Exercise -> Transcribe all the material exactly. Leave every line as it is.

Exercise data ->
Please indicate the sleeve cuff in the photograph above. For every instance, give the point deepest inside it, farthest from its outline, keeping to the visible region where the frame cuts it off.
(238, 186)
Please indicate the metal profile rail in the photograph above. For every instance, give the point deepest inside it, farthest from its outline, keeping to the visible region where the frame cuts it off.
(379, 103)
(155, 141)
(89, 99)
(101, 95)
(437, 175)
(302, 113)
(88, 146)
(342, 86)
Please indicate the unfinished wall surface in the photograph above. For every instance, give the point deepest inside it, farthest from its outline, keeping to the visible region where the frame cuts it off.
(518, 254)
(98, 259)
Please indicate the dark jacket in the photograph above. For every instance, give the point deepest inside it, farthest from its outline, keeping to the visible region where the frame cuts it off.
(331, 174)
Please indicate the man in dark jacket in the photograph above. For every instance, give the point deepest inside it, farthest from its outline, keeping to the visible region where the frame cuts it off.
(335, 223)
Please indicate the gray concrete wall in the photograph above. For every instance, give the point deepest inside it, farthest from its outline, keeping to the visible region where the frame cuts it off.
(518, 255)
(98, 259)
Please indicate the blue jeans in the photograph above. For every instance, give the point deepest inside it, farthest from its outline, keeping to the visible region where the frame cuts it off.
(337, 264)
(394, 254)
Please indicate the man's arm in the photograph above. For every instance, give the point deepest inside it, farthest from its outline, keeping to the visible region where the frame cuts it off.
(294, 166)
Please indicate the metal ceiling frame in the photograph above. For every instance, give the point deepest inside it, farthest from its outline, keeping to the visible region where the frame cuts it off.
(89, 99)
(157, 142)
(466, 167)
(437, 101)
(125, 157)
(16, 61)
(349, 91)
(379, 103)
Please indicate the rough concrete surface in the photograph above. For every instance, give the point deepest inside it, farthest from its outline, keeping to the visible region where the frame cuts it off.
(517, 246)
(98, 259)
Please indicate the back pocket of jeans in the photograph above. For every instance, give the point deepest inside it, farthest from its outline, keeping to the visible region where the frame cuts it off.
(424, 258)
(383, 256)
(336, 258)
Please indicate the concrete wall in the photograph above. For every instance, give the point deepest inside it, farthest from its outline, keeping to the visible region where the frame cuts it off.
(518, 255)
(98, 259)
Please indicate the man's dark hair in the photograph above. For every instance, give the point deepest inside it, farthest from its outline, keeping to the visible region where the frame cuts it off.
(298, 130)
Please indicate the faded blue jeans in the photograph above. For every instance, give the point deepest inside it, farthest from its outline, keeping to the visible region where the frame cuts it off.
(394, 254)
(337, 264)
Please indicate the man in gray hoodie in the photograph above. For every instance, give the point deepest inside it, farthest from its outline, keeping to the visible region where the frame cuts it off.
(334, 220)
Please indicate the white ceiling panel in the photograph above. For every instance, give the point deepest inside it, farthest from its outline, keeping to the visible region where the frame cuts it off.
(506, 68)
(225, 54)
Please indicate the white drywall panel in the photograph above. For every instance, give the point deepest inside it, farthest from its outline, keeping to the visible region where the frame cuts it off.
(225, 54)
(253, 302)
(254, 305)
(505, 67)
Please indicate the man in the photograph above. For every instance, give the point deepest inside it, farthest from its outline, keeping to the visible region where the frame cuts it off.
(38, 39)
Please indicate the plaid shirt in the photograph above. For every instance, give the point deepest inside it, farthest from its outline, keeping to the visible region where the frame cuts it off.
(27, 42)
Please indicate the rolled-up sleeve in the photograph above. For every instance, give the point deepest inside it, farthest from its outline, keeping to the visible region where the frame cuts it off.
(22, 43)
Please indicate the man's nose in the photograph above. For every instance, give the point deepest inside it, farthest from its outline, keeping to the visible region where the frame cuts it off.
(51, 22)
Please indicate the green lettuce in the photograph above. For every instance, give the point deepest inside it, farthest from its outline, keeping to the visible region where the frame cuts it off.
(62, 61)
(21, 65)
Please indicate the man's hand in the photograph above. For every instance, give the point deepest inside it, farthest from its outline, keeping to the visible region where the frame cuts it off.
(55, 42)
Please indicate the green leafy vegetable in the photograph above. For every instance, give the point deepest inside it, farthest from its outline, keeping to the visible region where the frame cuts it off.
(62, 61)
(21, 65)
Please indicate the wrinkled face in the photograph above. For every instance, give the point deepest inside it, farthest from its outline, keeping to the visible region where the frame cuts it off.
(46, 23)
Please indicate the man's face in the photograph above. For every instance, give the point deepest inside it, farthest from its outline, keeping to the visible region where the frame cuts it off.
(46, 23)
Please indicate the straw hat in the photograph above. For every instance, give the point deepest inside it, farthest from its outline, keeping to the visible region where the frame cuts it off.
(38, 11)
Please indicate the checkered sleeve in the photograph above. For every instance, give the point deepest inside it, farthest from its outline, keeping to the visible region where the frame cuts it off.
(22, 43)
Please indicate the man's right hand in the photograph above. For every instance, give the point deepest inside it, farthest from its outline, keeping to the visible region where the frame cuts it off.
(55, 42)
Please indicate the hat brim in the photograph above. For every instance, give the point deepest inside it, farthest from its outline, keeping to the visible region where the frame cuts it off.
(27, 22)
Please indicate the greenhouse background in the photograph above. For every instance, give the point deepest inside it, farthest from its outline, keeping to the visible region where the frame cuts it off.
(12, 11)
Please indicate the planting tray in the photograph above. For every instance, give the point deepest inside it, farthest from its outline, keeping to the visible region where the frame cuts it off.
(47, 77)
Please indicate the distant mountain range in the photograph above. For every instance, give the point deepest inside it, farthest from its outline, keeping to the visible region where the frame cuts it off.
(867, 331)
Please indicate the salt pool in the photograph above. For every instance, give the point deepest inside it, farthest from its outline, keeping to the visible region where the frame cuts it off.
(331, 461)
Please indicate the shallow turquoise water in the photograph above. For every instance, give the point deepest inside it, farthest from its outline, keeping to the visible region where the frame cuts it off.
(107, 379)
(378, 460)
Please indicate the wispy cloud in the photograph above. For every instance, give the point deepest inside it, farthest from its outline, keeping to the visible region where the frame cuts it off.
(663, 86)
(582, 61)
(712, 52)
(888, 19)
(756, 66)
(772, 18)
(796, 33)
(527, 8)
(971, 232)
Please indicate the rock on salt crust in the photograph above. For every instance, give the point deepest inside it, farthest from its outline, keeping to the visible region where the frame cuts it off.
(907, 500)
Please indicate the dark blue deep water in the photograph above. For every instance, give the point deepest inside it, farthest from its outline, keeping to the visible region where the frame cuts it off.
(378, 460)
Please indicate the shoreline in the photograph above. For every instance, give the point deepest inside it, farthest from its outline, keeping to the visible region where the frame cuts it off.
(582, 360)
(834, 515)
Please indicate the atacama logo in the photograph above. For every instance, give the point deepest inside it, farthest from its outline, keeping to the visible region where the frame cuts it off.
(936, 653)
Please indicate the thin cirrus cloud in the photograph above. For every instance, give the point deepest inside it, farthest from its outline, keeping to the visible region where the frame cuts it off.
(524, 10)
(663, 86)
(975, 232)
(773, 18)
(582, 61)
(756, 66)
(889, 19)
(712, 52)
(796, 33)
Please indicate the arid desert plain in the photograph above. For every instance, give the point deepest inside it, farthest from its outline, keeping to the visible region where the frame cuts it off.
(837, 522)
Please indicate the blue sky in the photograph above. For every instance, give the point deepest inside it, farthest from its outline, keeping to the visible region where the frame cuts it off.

Exercise solution ->
Please indicate the sleeve cuff in the photograph above. For every instance, give the point deepest inside it, farthest from its outline, keeping to the visible region where the frame cuts it off.
(238, 186)
Please indicate the metal profile rail in the photograph above. For every instance, give the point deepest inside it, farthest from its outline, keeping to the visible region where the frame cuts it off.
(379, 103)
(155, 141)
(89, 99)
(101, 95)
(437, 175)
(302, 113)
(88, 146)
(342, 86)
Please indicate the unfinished wall surface in the photograph above. For every instance, give the point deepest inside it, farthest from its outline, keeping to the visible region where the frame cuts it off.
(518, 254)
(98, 259)
Please indicate the dark jacket in the photograph above. For every instance, give the point deepest inside it, farthest from its outline, keeping to the visible region where the frame cuts it off.
(331, 174)
Please indicate the man in dark jacket in the photograph above. For every instance, give the point deepest inside it, farthest from its outline, keeping to the visible region where the frame cuts it off.
(335, 223)
Please indicate the gray concrete wall in the photograph above. For every instance, give the point deepest inside it, farthest from its outline, keeping to the visible region where the frame cuts it off.
(518, 255)
(98, 259)
Please indicate the blue jeans in the photograph above. For every instance, give the point deepest inside it, farthest from its outline, keeping to the visible region where the frame cuts it off.
(337, 264)
(394, 254)
Please indicate the man's arm in the photograph above. For every instance, give the point deepest inside it, farthest from its outline, keeping to the visible region where the frame cuts it off.
(294, 166)
Please indicate the metal ceiling frame in the photograph above. For every instance, give the point deepest inside it, farthest from its outline, keeping to the visible region where the frame cuts it off.
(89, 99)
(157, 142)
(466, 167)
(437, 101)
(125, 157)
(16, 61)
(349, 91)
(379, 103)
Please indicate the rough concrete surface in the photograph above. For every instance, give the point deepest inside it, farthest from its outline, keeping to the visible region where the frame cuts it off.
(517, 246)
(98, 259)
Please indicate the back pocket of jeans in the photograph above. For every instance, give the point deepest inside it, farthest from its outline, keeping to the visible region where the frame cuts it off.
(424, 258)
(383, 256)
(336, 258)
Please indicate the concrete wall in the photograph above. For every instance, give the point deepest inside it, farthest from its outline, keeping to the visible region where the frame cuts it off.
(518, 255)
(98, 259)
Please indicate the man's dark hair in the photograph above. For every instance, give the point deepest inside it, farthest from its outline, keeping to the visible region where the frame cuts it off.
(298, 130)
Please indicate the faded blue jeans in the photograph above. For every instance, give the point deepest inside it, farthest from its outline, keeping to the visible region where the frame cuts it off.
(394, 254)
(337, 264)
Please indicate the man in gray hoodie in the photograph above. For every instance, give the point deepest inside it, farthest from its outline, keeping to the visible region where the frame cuts it off.
(334, 220)
Please indicate the white ceiling panel in the photograph above. For every instance, give the point deepest inside it, farthest from its outline, keeping to the visible region where the frame cuts it off.
(506, 68)
(225, 54)
Please indicate the white drywall panel in the photograph above. For every instance, give the point deepest inside it, farthest from its outline, keeping to the visible region where the frame cuts it off.
(225, 54)
(253, 302)
(254, 305)
(505, 67)
Please indicate the man in the photograph above. For every instance, give the point deepest inside it, farthest from its outline, keeping to the visible region where the frame cuts it off.
(38, 39)
Please indicate the plaid shirt in the photograph above. For every instance, give the point deepest inside it, farthest from its outline, keeping to the visible region where the frame cuts it off.
(27, 42)
Please indicate the rolled-up sleeve in the photograph above. For every instance, give the point deepest inside it, farthest from its outline, keeping to the visible region where the frame cuts it off.
(22, 43)
Please indicate the man's nose in the photograph above. For every instance, give the point deepest inside it, farthest from its outline, keeping to the visible region where the frame cuts it off.
(51, 22)
Please indicate the green lettuce in the photograph above. For every instance, give the point deepest inside it, farthest from its outline, keeping to the visible region where the frame cuts it off.
(62, 61)
(21, 65)
Please indicate the man's hand in the photograph above. For every instance, give the point deepest inside it, farthest from its outline, keeping to the visible region where the frame cuts it off.
(55, 42)
Please indicate the green leafy vegetable in the photograph above. For every instance, give the point deepest inside it, farthest from its outline, keeping to the visible region where the frame cuts it off.
(62, 61)
(21, 65)
Please indicate the wrinkled face in the photograph above. For every instance, give the point deepest inside it, farthest from its outline, keeping to the visible region where the frame cuts it off.
(46, 23)
Please indicate the man's face in the photograph above. For every instance, give the point deepest inside it, farthest from its outline, keeping to the visible region where the frame cuts it off.
(46, 23)
Please indicate the straw hat in the photograph above. For every instance, give the point deepest inside it, farthest from its outline, keeping to the visible region where the frame cuts it off.
(38, 11)
Please indicate the checkered sleeve in the photograph above. For every instance, give the point deepest inside it, farthest from its outline, keeping to the visible region where the frame cuts it off.
(22, 43)
Please indicate the man's right hand in the photograph above. For every instance, give the point deepest inside it, farthest from its outline, keeping to the visible region where the frame cuts it off.
(55, 42)
Please indicate the hat brim in the photograph above. For every instance, give the point deepest inside it, farthest from its outline, keeping to the visible region where the frame cuts it off.
(27, 22)
Please indicate the greenhouse background in the photograph above. For every instance, give the point deepest inside it, farthest from its outline, keeping to the visible region where the frame cuts it off.
(12, 11)
Please indicate the planting tray in the photograph above. For every instance, give the point deepest inside it, farthest from its outline, keeping to the visible region where the frame cuts it off.
(47, 77)
Please indicate the distant mountain range in the photograph above. For every instance, give the point deepest inside it, farthest from its outline, keeping to the visible region where the frame cuts it off.
(867, 331)
Please indicate the salt pool in the photograph above. For every instance, give the point deepest inside it, farthest from its outline, keeping to the visible region where the frame cuts it off.
(331, 461)
Please indicate the shallow turquoise water in the photograph above. For every instance, give the point deepest inside it, farthest from its outline, keeping to the visible region where the frame cuts it off.
(107, 379)
(378, 460)
Please indicate the wispy cloud in the photograph above. For every instance, give the point deepest inside it, farthest from its outline, keeping to the visible region where the frame cuts it off.
(663, 86)
(582, 61)
(712, 52)
(888, 19)
(756, 66)
(772, 18)
(796, 33)
(527, 8)
(971, 232)
Please indicate the rock on salt crust in the photograph above. For every instance, give the point deepest inside it, farthest from its outline, keeping to the visible region where the frame cuts it off.
(907, 500)
Please indicate the dark blue deep water in the photograph above. For every instance, give the point deepest inside it, farthest from its outline, keeping to the visible region where the frame cuts it off.
(378, 460)
Please indicate the shoreline in the photograph above. For every instance, give the point deepest inside it, farthest from its outline, keeping to the visible region where the frame cuts it off.
(582, 360)
(834, 515)
Please indicate the atacama logo in the photograph above. For every instance, give the point deepest inside it, farthest from its outline, keeping to the visible region where the frame cuts it off.
(936, 653)
Please indicate the thin cirrus cloud in the photograph above. For every instance, give the point deepest inside it, farthest from its outline, keeping to the visible region where the frame cuts it off.
(524, 10)
(663, 86)
(975, 232)
(773, 18)
(582, 61)
(756, 66)
(889, 19)
(712, 52)
(796, 33)
Please indicate the arid desert plain in the photograph above. For every instance, give the point deepest inside it, farthest from its outline, keeping to the visible region where the frame cuts it off.
(837, 522)
Please indicate the blue sky in the photograph above. For every instance, give the point deepest inside it, farthest from its outline, keeping to the visible region where the frame cuts it off.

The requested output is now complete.